SOAL A: Di galeri mana pameran tunggal The Future is Here digelar menurut kutipan teks tentang patung-patung Abdi Setiawan?

KUTIPAN TEKS:
* * * * * * *

Data Artikel

Pameran tunggal

Patung-Patung Geppetto van Jogja

Patung-Patung Geppetto van Jogja 

Oleh: WAHYUDIN

Abdi Setiawan, masyhur dengan panggilan Set, adalah Geppetto di dunia seni rupa kontemporer Indonesia. Dari tangannya yang terampil, sekitar satu dasawarsa terakhir telah lahir “pinokio-pinokio” aneka rupa dan karakter. Ada yang elok, ada yang buruk, ada yang lucu, ada yang kaku, ada yang sok, ada yang lunak, ada yang galak, ada yang bijak. Tapi, semua sama-sama menarik bom imajinasi tak tepermanai. Semua adalah anak-anak kehidupan khayali yang lahir dari pergulatan insani Set.
Itulah yang memungkinkan pemirsa bertualang di dunia-dalam imajinasi kanak-kanak untuk masuk-menemu makna kehidupan atau permenungan hidup orang dewasa sebagai individu dan anggota masyarakat. Kemungkinan itu tersua dalam pameran tunggalnya berjudul The Future is Here di Redbase Contemporary Art, Jakarta, 30 Oktober-30 November 2014.
Dalam pameran tersebut alumnus Institut Seni Indonesia Jogjakarta itu kembali memanggungkan patung-patung sosok anak-anak dan orang dewasa yang pernah tampil dalam pelbagai pameran seni rupa di dalam dan luar negeri. Persisnya, ada tujuh patung sosok bocah laki-laki “bernama” Aktor (2009), Batman (2011), Burger Time (2009), Commodore (2010), Kapiten (2009), The Tiger (2011), dan Ultraman (2010). Kecuali Batman dan Tiger yang berbahan serat gelas atau kaca serat (fiberglass), lima lainnya berbahan kayu.

pameran

Display karya di Galeri Semarang

Dengan The Future is Here, praktik artistik Set boleh dibilang serupa dengan praktik penyutradaraan dalam seni pertunjukan, teater, dan film yang menuntut kepiawaian serta kepekaan menata-kelola pelakon, cerita, dan panggung. Bukan cakap kecap, pematung kelahiran Sicincin, Pariaman, Sumatera Barat, 29 Desember 1971, itu sudah menginsafi keserupaan itu sejak 2004, ketika dirinya memanggungkan patung-patung figur manusia kawasan remang-remang pinggir kota dalam pameran tunggalnya yang berjudul Gairah Malam di Lembaga Indonesia Prancis, Jogjakarta.
Dalam kedua pameran itu, The Future is Here dan Gairah Malam, Set sahaja membuka kotak perkakas estetika aneka jenis yang memungkinkan pemirsa meresepsi karya seni patungnya sesuai dengan kepentingan mereka. Dengan begitu mereka menjadi teremansipasi untuk mengada di antara “yang awam” dan “yang pakar” dalam aktivitas semiotis yang berambisi membuat makna dari tanda dan simbol pada karya seni rupa atau sekadar bersenang-senang memanfaatkan waktu senggang di galeri seni rupa.

* * * * * * *

DATA YANG DIBERIKAN:
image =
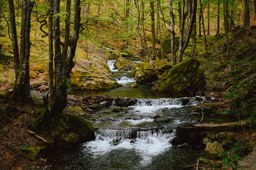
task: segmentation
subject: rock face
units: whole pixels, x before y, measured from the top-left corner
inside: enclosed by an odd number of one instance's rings
[[[95,55],[79,56],[68,81],[70,88],[75,90],[110,89],[121,86],[109,74],[106,57],[96,50]]]
[[[204,70],[196,59],[189,59],[166,71],[152,89],[172,93],[188,95],[201,89],[206,83]]]
[[[135,62],[133,61],[123,57],[119,57],[116,60],[115,63],[114,63],[114,65],[116,69],[118,70],[131,70],[135,64]]]
[[[205,151],[207,152],[207,157],[209,159],[216,159],[219,154],[225,151],[221,144],[217,141],[212,143],[208,142]]]
[[[165,60],[153,61],[153,63],[160,75],[172,68],[172,64]],[[158,79],[149,61],[135,65],[133,68],[132,72],[135,78],[136,82],[139,83],[151,83]]]

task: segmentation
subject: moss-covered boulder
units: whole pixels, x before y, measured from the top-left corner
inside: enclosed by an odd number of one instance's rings
[[[133,61],[123,57],[119,57],[116,60],[115,63],[114,63],[114,65],[116,69],[118,70],[131,70],[135,64],[136,63]]]
[[[76,115],[63,113],[51,117],[43,111],[33,122],[42,136],[55,146],[71,146],[95,139],[92,124]]]
[[[90,60],[80,59],[71,71],[68,85],[75,90],[111,89],[121,86],[109,72],[106,59],[93,57]]]
[[[182,95],[198,91],[206,83],[204,70],[200,64],[194,59],[176,64],[162,75],[152,89]]]
[[[172,63],[165,60],[155,60],[153,63],[160,75],[172,68]],[[158,79],[149,61],[135,65],[133,68],[132,72],[135,78],[136,82],[139,83],[151,83]]]

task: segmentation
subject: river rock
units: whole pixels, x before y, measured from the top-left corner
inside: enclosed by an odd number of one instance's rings
[[[152,89],[180,95],[195,94],[206,84],[204,70],[200,64],[194,59],[176,64],[162,75]]]
[[[131,87],[135,88],[135,87],[139,87],[139,85],[137,83],[134,83],[131,85]]]
[[[170,119],[168,117],[160,116],[155,118],[154,122],[156,123],[167,123],[170,122]]]
[[[220,132],[217,135],[217,140],[220,143],[234,140],[234,133],[232,132]]]
[[[153,63],[160,75],[172,68],[172,64],[165,60],[155,60]],[[137,64],[133,67],[132,72],[136,82],[139,83],[150,83],[158,79],[149,61]]]
[[[120,112],[122,110],[123,110],[123,108],[121,107],[116,107],[113,109],[113,111],[114,112]]]
[[[88,55],[77,58],[70,79],[68,80],[69,88],[82,91],[111,89],[121,86],[110,76],[106,57],[100,51],[95,56]]]
[[[211,142],[211,140],[209,139],[208,138],[203,138],[203,143],[206,145],[208,143]]]
[[[214,142],[208,142],[205,151],[207,152],[206,157],[209,159],[216,159],[219,157],[219,155],[222,154],[225,151],[221,144],[217,141]]]
[[[131,70],[135,64],[134,61],[123,57],[118,58],[114,63],[116,69],[118,70]]]

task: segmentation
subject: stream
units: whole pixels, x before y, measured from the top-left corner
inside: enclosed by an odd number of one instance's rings
[[[203,155],[200,149],[174,147],[170,143],[181,125],[197,123],[191,106],[194,98],[176,98],[151,90],[150,84],[131,88],[131,71],[120,71],[109,60],[112,76],[122,86],[110,90],[76,92],[75,95],[107,94],[135,98],[128,107],[112,105],[88,120],[96,138],[49,156],[51,169],[182,169]]]

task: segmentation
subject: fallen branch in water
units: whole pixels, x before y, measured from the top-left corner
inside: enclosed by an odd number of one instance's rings
[[[85,104],[87,105],[93,105],[93,106],[97,106],[97,107],[102,107],[102,106],[98,105],[96,105],[96,104],[94,104],[93,103],[88,103],[88,102],[86,102],[81,101],[79,101],[78,100],[75,100],[75,99],[71,99],[71,98],[68,98],[68,99],[70,100],[71,101],[75,101],[75,102],[81,102],[82,103],[83,103],[83,104]]]
[[[27,132],[28,132],[28,133],[32,135],[33,136],[35,137],[36,138],[37,138],[37,139],[39,139],[40,140],[41,140],[41,141],[42,141],[44,143],[47,143],[48,142],[43,137],[37,135],[35,132],[32,132],[28,129],[27,129],[26,130],[26,131]]]

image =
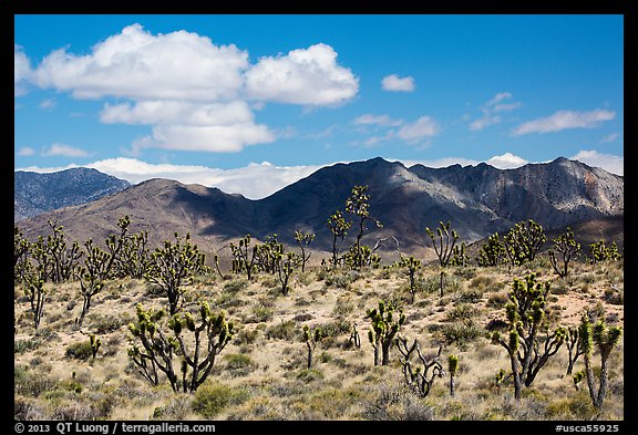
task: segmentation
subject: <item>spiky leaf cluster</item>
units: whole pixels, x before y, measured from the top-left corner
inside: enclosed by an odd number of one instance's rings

* * * * * * *

SOAL B: Laporkan setiap baris catatan yang memuat string "subject". Perbedaan huruf besar dan kecil diperhitungkan.

PENYELESAIAN SOAL A: Di Redbase Contemporary Art, Jakarta.

PENYELESAIAN SOAL B:
subject: rock face
subject: moss-covered boulder
subject: river rock
subject: stream
subject: fallen branch in water
subject: <item>spiky leaf cluster</item>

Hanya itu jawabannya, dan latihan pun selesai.